> Requirements:
Edit the rows below, replacing every "pixels" with "px" and leaving everything else unchanged.

> Items from a dataset:
▼

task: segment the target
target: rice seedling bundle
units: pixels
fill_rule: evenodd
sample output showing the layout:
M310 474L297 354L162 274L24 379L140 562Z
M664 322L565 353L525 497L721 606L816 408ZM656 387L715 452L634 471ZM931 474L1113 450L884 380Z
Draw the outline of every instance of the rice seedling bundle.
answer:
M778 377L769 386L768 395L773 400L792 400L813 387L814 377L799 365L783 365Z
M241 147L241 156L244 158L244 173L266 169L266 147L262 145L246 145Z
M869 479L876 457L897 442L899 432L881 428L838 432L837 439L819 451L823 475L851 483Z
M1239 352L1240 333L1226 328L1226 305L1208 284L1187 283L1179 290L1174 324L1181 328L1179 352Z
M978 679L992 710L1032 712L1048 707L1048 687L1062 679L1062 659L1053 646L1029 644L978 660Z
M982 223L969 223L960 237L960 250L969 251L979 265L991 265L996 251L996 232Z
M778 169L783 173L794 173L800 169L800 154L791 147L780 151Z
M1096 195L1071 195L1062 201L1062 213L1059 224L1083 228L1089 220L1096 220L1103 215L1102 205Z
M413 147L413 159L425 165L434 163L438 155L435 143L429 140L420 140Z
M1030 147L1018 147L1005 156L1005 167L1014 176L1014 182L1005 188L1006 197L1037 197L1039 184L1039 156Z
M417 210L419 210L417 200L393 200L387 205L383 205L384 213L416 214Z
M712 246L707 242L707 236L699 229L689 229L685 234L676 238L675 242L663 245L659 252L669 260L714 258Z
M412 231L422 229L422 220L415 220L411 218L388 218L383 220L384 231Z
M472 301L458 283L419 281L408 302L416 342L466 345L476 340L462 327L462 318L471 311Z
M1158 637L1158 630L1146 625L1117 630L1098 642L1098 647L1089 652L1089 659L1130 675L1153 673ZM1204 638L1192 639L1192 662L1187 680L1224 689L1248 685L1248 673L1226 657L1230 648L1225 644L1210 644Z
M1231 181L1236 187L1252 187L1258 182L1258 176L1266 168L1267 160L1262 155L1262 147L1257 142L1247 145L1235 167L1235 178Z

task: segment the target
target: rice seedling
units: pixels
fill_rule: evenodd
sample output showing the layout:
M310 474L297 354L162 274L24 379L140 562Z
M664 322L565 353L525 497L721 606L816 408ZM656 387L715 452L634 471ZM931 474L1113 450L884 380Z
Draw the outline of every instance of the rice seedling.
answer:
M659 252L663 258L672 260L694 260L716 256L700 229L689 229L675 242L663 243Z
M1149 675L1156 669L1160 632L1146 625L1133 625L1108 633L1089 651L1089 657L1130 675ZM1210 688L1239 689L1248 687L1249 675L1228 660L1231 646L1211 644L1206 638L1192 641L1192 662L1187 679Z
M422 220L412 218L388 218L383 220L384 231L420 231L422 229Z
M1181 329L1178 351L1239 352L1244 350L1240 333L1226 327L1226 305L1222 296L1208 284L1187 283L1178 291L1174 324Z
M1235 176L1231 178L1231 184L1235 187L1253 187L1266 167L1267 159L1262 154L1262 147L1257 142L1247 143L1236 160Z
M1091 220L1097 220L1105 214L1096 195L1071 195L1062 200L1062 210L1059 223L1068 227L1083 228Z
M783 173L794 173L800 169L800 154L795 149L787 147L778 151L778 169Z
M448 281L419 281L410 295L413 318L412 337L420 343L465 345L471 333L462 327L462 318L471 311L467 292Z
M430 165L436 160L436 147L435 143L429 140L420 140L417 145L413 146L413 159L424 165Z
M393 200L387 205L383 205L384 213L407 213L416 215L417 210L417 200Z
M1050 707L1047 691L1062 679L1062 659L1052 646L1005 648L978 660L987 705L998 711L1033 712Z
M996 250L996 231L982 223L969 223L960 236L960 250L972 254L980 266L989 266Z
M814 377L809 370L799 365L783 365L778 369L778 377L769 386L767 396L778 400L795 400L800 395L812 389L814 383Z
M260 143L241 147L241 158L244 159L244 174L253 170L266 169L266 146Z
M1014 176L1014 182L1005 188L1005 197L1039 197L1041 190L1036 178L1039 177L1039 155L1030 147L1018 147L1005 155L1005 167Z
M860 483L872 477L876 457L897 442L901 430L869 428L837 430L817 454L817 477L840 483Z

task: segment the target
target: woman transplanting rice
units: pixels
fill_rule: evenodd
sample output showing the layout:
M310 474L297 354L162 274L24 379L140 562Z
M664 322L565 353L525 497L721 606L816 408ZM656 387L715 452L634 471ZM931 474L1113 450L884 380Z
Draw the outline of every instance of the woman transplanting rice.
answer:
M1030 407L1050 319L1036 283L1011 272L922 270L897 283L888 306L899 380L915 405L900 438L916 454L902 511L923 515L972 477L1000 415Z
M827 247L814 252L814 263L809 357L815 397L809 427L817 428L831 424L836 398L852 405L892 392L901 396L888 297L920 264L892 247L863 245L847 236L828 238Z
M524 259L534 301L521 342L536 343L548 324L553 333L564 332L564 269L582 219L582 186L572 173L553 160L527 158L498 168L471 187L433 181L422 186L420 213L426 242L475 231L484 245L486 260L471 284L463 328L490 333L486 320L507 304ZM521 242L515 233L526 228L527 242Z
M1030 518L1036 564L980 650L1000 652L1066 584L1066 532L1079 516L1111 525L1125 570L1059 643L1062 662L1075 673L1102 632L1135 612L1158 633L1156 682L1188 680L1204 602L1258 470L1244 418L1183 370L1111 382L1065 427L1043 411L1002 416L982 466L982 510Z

▲

> Response to the task:
task: segment the target
target: rice seedling bundle
units: px
fill_rule: evenodd
sample output showing the layout:
M310 474L297 354L162 274L24 379L140 562Z
M664 322L565 353L525 497L721 606L816 408ZM656 387L715 452L634 471ZM931 474L1113 450L884 380Z
Draw the outline of every instance of the rice seedling bundle.
answer:
M778 377L769 386L768 395L773 400L792 400L813 387L814 377L799 365L783 365Z
M241 147L241 156L244 158L244 173L266 169L266 147L262 145L246 145Z
M869 479L876 457L897 442L899 432L881 428L838 432L837 439L819 451L823 475L851 483Z
M1239 352L1240 333L1226 328L1226 305L1208 284L1187 283L1179 290L1174 324L1181 328L1179 352Z
M978 679L992 710L1032 712L1048 707L1048 687L1062 679L1062 659L1053 646L1029 644L978 660Z
M982 223L969 223L960 237L960 250L969 251L979 265L991 265L996 251L996 232Z
M778 169L783 173L794 173L800 169L800 154L791 147L780 151Z
M1096 195L1071 195L1062 201L1062 213L1059 224L1083 228L1089 220L1096 220L1103 215L1102 205Z
M413 147L413 159L425 165L434 163L438 155L435 143L429 140L420 140Z
M1030 147L1018 147L1005 156L1005 167L1014 176L1014 182L1005 188L1006 197L1037 197L1039 184L1039 156Z
M417 210L419 210L417 200L393 200L387 205L383 205L384 213L416 214Z
M712 246L707 242L707 236L699 229L689 229L685 234L676 238L675 242L663 245L659 252L669 260L714 258Z
M412 231L422 229L422 220L415 220L411 218L388 218L383 220L384 231Z
M472 301L458 283L419 281L408 302L416 342L466 345L476 340L462 327L462 318L471 311Z
M1158 637L1158 630L1146 625L1117 630L1098 642L1098 647L1089 652L1089 659L1130 675L1153 673ZM1204 638L1192 639L1192 662L1187 680L1224 689L1248 685L1248 673L1226 657L1230 648L1225 644L1210 644Z
M1231 181L1236 187L1252 187L1258 182L1258 176L1266 168L1267 160L1262 155L1262 147L1257 142L1247 145L1235 167L1235 178Z

task: segment the target
target: rice seedling
units: px
fill_rule: evenodd
sample output showing the layout:
M310 474L297 354L162 274L24 379L140 562Z
M664 322L565 353L525 497L721 606L816 408ZM656 387L715 452L634 471ZM931 474L1113 450L884 380Z
Draw the outline of every instance of the rice seedling.
answer:
M659 252L663 258L672 260L694 260L716 256L700 229L689 229L675 242L663 243Z
M1149 675L1156 669L1160 632L1146 625L1133 625L1108 633L1089 651L1089 657L1130 675ZM1210 688L1239 689L1248 687L1249 675L1228 660L1231 646L1211 644L1206 638L1192 641L1192 662L1187 679Z
M422 220L412 218L388 218L383 220L384 231L420 231L422 229Z
M1181 329L1178 351L1239 352L1244 350L1240 333L1226 327L1226 305L1222 296L1208 284L1187 283L1178 291L1174 324Z
M1235 176L1231 178L1231 184L1235 187L1253 187L1266 167L1267 159L1262 154L1262 147L1257 142L1247 143L1236 160Z
M1091 220L1097 220L1105 214L1096 195L1071 195L1062 200L1062 210L1059 223L1068 227L1083 228Z
M783 173L794 173L800 169L800 154L795 149L787 147L778 151L778 169Z
M448 281L419 281L410 295L413 318L412 337L420 343L465 345L471 333L462 327L462 318L471 311L467 292Z
M430 165L436 160L436 147L435 143L429 140L420 140L417 145L413 146L413 159L424 165Z
M393 200L387 205L383 205L384 213L407 213L416 215L417 210L417 200Z
M1050 707L1047 691L1062 679L1062 659L1052 646L1005 648L978 660L987 705L998 711L1033 712Z
M996 250L996 231L982 223L969 223L960 236L960 250L972 254L980 266L989 266Z
M814 377L809 370L799 365L783 365L778 369L778 377L769 386L767 396L778 400L795 400L800 395L812 389L814 383Z
M260 143L241 147L241 158L244 159L244 174L253 170L266 169L266 146Z
M1014 176L1014 182L1005 188L1005 197L1039 197L1041 190L1036 178L1039 177L1039 155L1030 147L1018 147L1005 155L1005 167Z
M860 483L872 477L876 457L897 442L901 430L869 428L837 430L817 454L817 477L840 483Z

task: segment the target
target: woman transplanting rice
units: px
fill_rule: evenodd
sample output showing the layout:
M310 474L297 354L162 274L24 379L140 562Z
M664 322L565 353L525 497L721 606L816 408ZM656 387L715 452L634 471ZM931 474L1113 450L884 380Z
Draw the outline of every instance of the woman transplanting rice.
answer:
M1030 407L1050 319L1036 283L1011 272L922 270L897 283L888 306L899 380L915 405L900 438L916 454L902 511L923 515L972 477L1000 415Z
M827 247L814 252L814 263L809 357L815 397L809 427L817 428L831 424L836 398L852 405L892 392L901 396L888 297L920 264L892 247L863 245L847 236L828 238Z
M524 259L534 301L521 342L536 343L548 324L553 333L564 332L564 269L582 219L582 186L572 173L553 160L527 158L498 168L471 187L433 181L422 186L420 213L426 242L475 231L484 245L486 260L471 284L463 328L490 333L486 320L507 304ZM521 242L515 233L526 228L527 242Z
M1030 518L1036 564L980 650L1000 652L1066 584L1066 532L1079 516L1111 525L1125 570L1059 643L1062 662L1075 673L1102 632L1135 612L1158 633L1156 682L1188 680L1204 602L1258 470L1244 418L1183 370L1111 382L1065 427L1043 411L1002 416L982 466L982 510Z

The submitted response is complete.